SOURCE DOCUMENT:

*** Begin section ***

Saturday, January 31, 2009

Sad but true: the mother of all quagmires

Michael Totten:

"...I've just returned from a week-long trip through Tel Aviv, Jerusalem, and Israel's border with Gaza, and I'm reminded all over again of what has been beaten into me during my many visits to the Middle East: there is no solution to the problems that vex that region right now. Most Americans are inherently optimistic and think just about any problem in the world can be solved. We put a man on the moon before I was born, but that was easy compared with securing peace between Israelis and Arabs.

The American Jewish Committee brought me and seven of my colleagues to Israel and set up interviews with Israeli military officers, politicians, academics, and journalists on the far-left, the far-right and at every point in between. One of my colleagues asked the eternal question during one of our meetings. “What is the solution to this problem?” He meant the Arab-Israeli conflict, of course, and the answer from our Israeli host was revealing in more ways than one. “You Americans are always asking us that,” he said and laughed darkly.

Americans aren't the only ones who have a hard time grasping the idea of an intractable problem. “Unfortunately we Westerners are impatient,” said an Israeli politician who preferred not to be named. “We want fast food and peace now. But it won't happen. We need a long strategy.” “Most of Israel's serious problems don't have a solution,” said Dr. Dan Schueftan, Director of National Security Studies at the University of Haifa. “Israelis have only recently understood this, and most foreign analysts still don't understand it.”

A clear majority of Israelis would instantly hand over the West Bank and its settlements along with Gaza for a real shot at peace with the Arabs, but that’s not an option. Most Arab governments at least implicitly say they will recognize Israel's right to exist inside its pre-1967 borders, but far too many Palestinians still won’t recognize Israel's right to exist even in its 1948 borders. Hamas doesn't recognize Israel's right to exist inside any borders at all.

*** End section ***

YOUR TASKS:
1 - In the post on the Arab-Israeli conflict, who brought the writer and seven colleagues to Israel?
2 - The post on the Arab-Israeli conflict says most Israelis would hand over the West Bank and Gaza for a real shot at peace, yet calls this "not an option." Using what the post says, explain in one to three sentences why.
3 - Quote the part of the post on the Arab-Israeli conflict that starts with "Saturday, January 31, 2009" and goes on through "Israelis and Arabs.".

EXTRACTED ENTRIES:

*** Begin section ***

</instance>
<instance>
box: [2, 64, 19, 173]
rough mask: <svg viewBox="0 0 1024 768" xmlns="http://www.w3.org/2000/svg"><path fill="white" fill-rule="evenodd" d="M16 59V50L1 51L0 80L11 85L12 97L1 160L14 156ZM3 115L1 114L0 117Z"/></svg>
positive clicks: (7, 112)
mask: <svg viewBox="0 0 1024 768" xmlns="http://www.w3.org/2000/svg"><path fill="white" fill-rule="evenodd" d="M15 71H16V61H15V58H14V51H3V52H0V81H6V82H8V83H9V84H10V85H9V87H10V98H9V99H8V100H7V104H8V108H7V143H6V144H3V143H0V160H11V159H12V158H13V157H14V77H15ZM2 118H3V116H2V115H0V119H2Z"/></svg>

*** End section ***

ACTIVITY ANSWERS:
1 - The American Jewish Committee.

2 - Far too many Palestinians still won't recognize Israel's right to exist even in its 1948 borders. Hamas doesn't recognize Israel's right to exist inside any borders at all.

3 -
Saturday, January 31, 2009

Sad but true: the mother of all quagmires

Michael Totten:

"...I've just returned from a week-long trip through Tel Aviv, Jerusalem, and Israel's border with Gaza, and I'm reminded all over again of what has been beaten into me during my many visits to the Middle East: there is no solution to the problems that vex that region right now. Most Americans are inherently optimistic and think just about any problem in the world can be solved. We put a man on the moon before I was born, but that was easy compared with securing peace between Israelis and Arabs.